[Dataset excerpts]
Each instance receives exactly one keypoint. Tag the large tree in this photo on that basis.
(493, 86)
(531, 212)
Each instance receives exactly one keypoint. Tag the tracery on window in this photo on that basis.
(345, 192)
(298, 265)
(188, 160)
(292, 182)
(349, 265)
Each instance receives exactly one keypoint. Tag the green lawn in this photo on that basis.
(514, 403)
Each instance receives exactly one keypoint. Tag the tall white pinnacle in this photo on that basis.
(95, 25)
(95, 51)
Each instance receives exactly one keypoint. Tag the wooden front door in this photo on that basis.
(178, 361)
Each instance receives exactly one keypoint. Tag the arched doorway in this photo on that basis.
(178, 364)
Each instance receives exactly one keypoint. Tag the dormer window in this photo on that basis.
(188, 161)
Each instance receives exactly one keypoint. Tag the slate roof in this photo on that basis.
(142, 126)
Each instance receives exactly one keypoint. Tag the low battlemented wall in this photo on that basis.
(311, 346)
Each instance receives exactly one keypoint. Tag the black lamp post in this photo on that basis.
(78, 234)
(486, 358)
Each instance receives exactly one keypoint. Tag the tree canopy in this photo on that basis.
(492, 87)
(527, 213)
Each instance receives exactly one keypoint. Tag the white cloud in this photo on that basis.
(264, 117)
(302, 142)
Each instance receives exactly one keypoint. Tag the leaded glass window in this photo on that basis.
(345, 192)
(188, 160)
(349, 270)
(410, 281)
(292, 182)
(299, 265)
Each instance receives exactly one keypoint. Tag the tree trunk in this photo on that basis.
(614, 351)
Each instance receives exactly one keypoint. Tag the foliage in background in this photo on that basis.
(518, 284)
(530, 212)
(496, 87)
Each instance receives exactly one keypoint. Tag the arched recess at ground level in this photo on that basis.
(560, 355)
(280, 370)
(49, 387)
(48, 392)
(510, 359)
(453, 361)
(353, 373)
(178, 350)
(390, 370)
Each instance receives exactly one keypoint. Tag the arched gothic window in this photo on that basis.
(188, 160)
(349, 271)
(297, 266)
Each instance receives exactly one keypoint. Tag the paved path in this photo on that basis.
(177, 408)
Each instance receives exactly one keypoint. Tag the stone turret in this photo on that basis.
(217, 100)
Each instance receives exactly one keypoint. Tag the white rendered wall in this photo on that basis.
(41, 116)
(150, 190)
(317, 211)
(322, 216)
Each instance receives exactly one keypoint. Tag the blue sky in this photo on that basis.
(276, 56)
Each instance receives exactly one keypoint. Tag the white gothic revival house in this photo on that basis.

--

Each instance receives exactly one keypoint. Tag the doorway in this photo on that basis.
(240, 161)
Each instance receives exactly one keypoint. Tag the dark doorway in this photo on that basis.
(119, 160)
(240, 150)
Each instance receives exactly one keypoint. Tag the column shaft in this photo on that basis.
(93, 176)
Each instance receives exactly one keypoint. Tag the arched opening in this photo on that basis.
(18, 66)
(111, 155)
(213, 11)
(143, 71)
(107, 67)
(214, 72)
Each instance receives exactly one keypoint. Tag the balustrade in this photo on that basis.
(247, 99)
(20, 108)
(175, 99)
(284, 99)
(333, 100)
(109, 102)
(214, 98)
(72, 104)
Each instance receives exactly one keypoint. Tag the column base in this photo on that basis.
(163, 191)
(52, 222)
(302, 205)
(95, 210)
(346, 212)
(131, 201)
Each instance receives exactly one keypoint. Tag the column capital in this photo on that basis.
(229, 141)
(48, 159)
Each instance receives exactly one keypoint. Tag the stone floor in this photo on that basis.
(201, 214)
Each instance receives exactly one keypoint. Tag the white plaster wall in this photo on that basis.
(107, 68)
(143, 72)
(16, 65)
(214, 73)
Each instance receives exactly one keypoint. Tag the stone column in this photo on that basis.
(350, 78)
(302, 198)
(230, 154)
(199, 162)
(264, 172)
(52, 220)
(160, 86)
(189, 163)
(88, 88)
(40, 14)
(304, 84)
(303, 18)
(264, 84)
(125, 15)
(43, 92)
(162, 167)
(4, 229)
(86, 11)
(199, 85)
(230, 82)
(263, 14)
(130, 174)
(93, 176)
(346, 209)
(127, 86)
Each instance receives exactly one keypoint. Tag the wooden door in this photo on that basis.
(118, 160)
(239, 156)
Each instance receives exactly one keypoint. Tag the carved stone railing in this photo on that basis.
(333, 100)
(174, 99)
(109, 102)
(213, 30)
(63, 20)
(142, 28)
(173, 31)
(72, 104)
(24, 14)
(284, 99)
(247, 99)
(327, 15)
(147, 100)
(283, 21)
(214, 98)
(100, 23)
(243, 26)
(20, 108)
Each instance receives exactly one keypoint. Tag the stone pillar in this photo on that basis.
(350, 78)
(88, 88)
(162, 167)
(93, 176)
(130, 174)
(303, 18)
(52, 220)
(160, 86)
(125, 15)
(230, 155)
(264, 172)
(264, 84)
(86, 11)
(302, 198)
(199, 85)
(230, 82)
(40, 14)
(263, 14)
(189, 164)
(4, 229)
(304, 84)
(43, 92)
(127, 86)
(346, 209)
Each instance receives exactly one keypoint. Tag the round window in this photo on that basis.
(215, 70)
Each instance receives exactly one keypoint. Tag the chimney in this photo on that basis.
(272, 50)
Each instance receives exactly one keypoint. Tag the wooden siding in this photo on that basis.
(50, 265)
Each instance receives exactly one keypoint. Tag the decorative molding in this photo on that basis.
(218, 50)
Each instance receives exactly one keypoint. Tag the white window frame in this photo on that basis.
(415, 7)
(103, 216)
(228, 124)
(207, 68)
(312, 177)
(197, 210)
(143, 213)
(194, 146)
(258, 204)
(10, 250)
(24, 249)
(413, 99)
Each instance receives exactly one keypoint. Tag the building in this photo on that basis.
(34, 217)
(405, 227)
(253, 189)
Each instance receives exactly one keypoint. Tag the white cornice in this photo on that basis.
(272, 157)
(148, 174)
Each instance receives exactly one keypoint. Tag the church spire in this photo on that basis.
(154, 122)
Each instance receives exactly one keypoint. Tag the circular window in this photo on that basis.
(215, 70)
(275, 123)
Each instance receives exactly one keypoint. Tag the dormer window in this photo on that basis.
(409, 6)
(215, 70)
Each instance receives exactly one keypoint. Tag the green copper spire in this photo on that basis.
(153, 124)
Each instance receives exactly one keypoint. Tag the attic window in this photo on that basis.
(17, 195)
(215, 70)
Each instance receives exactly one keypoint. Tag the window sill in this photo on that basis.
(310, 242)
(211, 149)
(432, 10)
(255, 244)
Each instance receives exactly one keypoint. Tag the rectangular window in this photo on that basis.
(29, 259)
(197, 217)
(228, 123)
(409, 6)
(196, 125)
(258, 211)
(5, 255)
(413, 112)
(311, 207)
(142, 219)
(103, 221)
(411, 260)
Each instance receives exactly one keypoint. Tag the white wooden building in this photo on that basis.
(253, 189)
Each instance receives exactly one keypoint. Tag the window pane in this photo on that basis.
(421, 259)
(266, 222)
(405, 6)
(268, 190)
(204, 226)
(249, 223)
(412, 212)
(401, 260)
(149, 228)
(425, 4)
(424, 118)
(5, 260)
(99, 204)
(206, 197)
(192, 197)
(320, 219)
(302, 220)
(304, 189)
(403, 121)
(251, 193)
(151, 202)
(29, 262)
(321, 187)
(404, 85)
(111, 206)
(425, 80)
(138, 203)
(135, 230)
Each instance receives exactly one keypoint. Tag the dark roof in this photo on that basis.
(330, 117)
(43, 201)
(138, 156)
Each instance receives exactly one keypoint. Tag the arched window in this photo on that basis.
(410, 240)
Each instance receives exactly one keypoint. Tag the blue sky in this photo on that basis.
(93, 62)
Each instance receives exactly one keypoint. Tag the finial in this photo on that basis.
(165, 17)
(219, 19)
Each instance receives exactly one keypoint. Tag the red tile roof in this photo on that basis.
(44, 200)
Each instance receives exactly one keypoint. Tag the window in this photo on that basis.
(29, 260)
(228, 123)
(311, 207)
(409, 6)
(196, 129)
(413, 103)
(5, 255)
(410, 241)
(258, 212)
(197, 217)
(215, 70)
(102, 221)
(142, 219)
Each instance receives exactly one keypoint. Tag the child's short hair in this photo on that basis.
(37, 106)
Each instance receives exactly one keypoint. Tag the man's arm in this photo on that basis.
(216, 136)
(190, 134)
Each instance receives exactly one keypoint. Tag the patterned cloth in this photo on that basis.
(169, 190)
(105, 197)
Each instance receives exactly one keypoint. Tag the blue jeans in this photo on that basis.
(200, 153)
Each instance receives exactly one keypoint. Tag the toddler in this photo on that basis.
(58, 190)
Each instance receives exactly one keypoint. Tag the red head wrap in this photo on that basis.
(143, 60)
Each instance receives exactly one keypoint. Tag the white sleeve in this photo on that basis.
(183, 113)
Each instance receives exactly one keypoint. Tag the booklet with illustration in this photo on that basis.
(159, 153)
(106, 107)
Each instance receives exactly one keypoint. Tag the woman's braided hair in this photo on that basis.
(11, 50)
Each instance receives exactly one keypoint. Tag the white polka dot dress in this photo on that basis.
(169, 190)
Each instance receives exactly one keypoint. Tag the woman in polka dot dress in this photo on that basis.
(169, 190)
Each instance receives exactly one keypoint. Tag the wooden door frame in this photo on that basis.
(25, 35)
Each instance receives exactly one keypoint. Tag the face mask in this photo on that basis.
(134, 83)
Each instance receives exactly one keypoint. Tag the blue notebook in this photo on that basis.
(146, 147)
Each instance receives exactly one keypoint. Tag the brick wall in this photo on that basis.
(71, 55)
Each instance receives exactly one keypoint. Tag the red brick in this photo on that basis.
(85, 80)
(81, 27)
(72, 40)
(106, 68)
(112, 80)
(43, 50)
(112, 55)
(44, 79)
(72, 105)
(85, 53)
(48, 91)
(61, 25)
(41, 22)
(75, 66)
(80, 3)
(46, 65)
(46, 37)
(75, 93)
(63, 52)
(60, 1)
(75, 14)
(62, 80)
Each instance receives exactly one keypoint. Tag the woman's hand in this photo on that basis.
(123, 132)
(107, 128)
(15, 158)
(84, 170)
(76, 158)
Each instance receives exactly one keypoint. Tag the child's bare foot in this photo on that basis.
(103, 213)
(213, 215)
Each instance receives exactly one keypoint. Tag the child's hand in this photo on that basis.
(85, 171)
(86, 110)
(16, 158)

What to do: Looking at the entries above, can you reproduce exactly the lines from the one that holds "rendered wall in this photo on that basis." through the one that holds "house in this photo on that basis.", and only those?

Final answer:
Each instance receives exactly one keypoint. Tag the white rendered wall in this photo on that basis.
(41, 116)
(150, 190)
(317, 211)
(322, 216)
Each instance receives exactly one keypoint. Tag the blue sky in this photo on that basis.
(276, 56)
Each instance receives exactly one keypoint. Tag the white gothic revival house in this photo on that basis.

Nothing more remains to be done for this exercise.